## DATA FOR REVIEW
○ ○ ○ ○

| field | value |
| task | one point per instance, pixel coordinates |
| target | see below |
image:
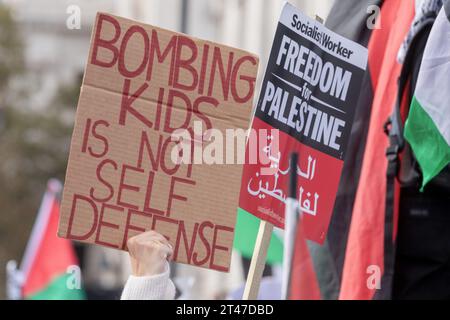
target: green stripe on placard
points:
(247, 226)
(57, 290)
(429, 146)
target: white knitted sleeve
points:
(157, 287)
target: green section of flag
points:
(429, 146)
(247, 227)
(57, 289)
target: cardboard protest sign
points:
(307, 102)
(141, 85)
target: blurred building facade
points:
(56, 54)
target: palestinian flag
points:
(47, 257)
(365, 242)
(427, 128)
(246, 230)
(303, 282)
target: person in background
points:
(150, 253)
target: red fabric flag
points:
(304, 284)
(47, 256)
(365, 242)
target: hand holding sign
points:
(141, 84)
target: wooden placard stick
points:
(258, 261)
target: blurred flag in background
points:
(49, 267)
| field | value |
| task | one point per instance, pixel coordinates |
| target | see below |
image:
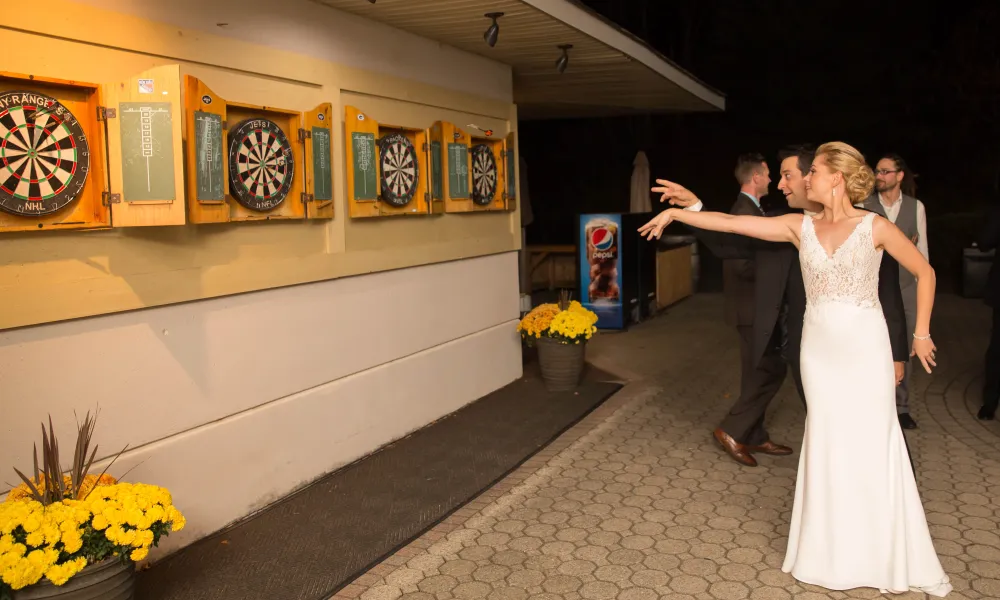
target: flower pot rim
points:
(107, 563)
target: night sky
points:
(921, 80)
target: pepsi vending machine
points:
(617, 268)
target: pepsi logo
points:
(602, 238)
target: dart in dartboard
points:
(484, 174)
(261, 166)
(399, 169)
(44, 154)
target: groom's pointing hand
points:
(677, 194)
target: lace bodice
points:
(850, 275)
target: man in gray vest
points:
(892, 177)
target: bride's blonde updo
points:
(859, 180)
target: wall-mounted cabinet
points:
(252, 163)
(387, 167)
(88, 156)
(471, 171)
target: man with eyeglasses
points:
(893, 199)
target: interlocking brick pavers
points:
(636, 502)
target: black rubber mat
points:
(311, 544)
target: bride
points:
(857, 520)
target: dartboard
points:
(400, 171)
(484, 174)
(261, 166)
(44, 155)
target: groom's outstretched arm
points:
(892, 307)
(732, 245)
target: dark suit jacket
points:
(988, 240)
(779, 276)
(738, 275)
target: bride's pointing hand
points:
(925, 350)
(655, 227)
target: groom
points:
(780, 308)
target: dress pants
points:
(759, 384)
(991, 374)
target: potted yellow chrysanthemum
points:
(560, 332)
(73, 535)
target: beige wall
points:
(232, 401)
(51, 276)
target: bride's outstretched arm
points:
(895, 242)
(773, 229)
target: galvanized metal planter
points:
(106, 580)
(561, 364)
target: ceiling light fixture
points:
(493, 31)
(563, 60)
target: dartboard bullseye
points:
(484, 174)
(261, 166)
(400, 169)
(44, 155)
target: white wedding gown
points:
(857, 519)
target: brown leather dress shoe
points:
(771, 448)
(734, 449)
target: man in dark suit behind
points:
(738, 274)
(989, 239)
(780, 304)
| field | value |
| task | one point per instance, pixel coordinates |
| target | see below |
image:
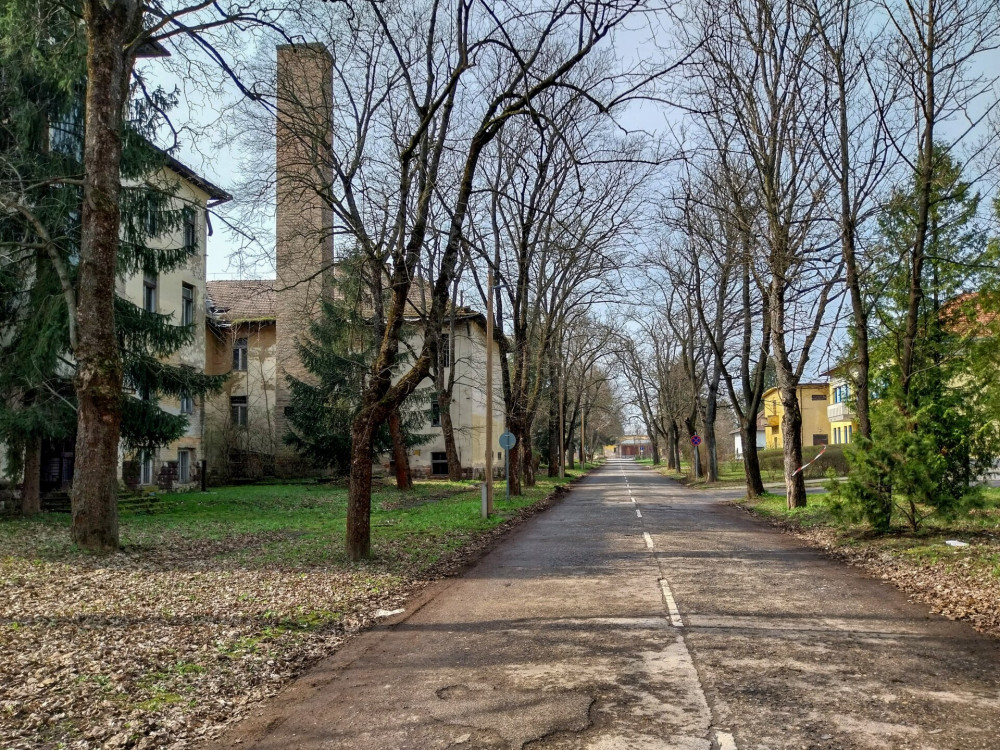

○ ○ ○ ○

## REQUIRED WORK
Return every line of the listing above where "dress" appears.

## EXERCISE OUTPUT
target: dress pants
target: brown leather dress shoe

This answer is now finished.